[Collected data]
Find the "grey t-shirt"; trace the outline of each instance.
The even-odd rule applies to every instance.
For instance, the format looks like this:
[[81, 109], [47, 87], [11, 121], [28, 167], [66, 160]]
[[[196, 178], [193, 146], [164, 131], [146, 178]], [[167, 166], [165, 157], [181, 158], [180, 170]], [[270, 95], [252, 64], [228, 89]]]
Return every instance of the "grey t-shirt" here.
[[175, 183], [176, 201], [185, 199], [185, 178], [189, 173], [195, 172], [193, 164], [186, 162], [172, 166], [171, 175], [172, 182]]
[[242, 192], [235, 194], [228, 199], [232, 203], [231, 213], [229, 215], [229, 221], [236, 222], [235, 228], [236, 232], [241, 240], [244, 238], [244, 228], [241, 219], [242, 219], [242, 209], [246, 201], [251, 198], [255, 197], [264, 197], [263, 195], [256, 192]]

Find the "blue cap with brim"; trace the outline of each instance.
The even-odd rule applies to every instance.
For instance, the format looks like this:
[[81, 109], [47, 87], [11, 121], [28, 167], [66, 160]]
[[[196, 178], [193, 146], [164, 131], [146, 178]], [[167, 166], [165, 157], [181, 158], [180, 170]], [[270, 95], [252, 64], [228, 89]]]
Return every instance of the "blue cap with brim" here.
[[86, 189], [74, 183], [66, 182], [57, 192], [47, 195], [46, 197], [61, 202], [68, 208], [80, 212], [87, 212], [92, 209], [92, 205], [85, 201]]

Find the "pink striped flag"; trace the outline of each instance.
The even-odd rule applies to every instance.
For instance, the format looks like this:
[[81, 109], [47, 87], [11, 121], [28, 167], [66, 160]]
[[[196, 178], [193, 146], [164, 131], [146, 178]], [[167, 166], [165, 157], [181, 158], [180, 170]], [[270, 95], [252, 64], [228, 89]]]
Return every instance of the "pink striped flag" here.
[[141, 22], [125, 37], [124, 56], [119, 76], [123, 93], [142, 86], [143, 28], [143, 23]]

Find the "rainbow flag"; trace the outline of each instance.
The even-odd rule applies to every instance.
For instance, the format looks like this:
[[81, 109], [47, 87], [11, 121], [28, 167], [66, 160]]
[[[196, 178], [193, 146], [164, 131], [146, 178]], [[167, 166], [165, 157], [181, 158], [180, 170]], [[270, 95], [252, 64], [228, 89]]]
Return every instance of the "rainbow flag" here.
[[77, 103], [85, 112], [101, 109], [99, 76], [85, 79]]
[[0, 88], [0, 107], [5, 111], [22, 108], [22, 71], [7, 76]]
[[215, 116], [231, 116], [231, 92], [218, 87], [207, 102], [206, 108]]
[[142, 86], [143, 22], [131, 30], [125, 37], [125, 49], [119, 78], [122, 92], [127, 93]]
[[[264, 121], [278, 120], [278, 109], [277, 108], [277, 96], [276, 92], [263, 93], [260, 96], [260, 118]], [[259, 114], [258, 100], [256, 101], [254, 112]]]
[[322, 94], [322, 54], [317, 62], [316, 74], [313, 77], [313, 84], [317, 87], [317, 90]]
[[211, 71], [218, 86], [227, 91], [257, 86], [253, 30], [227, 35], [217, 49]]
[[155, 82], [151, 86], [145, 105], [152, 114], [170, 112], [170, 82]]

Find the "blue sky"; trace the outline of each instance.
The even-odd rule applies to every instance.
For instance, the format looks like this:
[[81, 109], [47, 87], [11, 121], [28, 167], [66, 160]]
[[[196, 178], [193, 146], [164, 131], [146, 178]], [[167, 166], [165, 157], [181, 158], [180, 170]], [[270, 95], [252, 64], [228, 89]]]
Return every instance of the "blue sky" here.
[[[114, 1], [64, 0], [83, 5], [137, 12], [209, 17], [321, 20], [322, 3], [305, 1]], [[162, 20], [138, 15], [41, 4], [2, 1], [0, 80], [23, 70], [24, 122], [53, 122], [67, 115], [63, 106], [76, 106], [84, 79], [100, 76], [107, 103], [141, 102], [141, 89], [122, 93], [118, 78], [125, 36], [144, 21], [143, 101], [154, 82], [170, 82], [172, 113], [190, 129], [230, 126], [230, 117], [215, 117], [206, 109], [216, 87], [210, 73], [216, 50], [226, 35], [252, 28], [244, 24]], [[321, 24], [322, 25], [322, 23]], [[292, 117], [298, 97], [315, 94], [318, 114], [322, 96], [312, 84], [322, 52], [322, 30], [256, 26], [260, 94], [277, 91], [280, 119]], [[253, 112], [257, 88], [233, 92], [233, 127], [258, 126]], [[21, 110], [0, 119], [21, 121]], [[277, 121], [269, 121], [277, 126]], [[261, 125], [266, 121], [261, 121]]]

Given problem: Rewrite every line of the listing, starting at its first line and ending at the line that contains "175], [172, 182]]". Shift each coordinate in the answers up by 3.

Written solution:
Find the "grey t-shirt"; trace the outline of each instance.
The even-odd rule applies to every instance.
For instance, the format looks like this:
[[81, 109], [47, 87], [11, 121], [28, 167], [66, 160]]
[[[196, 178], [193, 146], [164, 131], [146, 178]], [[167, 166], [165, 157], [181, 158], [180, 170]], [[270, 95], [252, 64], [228, 89]]]
Return every instance of the "grey t-shirt" here.
[[178, 186], [179, 204], [188, 202], [188, 181], [192, 176], [198, 175], [196, 167], [189, 165], [175, 169], [174, 178], [175, 185]]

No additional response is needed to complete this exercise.